::: Given records

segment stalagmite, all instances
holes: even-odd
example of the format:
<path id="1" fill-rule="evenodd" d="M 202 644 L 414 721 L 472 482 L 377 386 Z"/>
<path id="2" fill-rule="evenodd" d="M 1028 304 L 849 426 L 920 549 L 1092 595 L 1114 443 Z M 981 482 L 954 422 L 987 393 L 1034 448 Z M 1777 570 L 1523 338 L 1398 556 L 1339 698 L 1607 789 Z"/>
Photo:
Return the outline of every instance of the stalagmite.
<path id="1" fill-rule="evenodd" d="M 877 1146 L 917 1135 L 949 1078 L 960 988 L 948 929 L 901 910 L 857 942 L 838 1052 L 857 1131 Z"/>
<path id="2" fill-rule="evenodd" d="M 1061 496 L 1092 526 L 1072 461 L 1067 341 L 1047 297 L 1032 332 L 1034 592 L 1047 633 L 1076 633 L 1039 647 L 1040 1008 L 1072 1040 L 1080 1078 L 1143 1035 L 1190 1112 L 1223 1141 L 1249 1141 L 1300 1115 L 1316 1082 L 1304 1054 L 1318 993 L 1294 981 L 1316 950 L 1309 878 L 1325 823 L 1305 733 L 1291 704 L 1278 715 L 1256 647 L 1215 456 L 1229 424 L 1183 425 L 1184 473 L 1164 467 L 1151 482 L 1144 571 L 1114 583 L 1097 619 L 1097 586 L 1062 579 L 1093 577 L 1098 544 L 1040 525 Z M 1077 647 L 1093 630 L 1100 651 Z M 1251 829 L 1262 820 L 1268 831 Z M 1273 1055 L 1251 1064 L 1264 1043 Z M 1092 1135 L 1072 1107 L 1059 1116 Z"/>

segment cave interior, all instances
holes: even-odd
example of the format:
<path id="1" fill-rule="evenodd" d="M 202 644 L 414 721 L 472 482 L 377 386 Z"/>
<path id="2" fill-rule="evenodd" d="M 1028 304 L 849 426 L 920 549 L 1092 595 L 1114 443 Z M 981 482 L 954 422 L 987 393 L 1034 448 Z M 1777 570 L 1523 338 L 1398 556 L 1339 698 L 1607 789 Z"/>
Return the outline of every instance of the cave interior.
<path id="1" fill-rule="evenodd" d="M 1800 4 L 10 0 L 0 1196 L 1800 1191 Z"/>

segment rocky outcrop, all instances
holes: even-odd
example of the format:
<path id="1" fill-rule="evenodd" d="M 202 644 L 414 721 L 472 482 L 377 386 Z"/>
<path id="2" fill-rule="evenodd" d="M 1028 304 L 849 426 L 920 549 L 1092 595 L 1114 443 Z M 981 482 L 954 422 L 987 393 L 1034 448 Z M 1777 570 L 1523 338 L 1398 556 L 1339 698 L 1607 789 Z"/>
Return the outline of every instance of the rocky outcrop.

::::::

Work instructions:
In the data above, how many lines hold the string "rocky"? Give the number by itself.

Solved problem:
2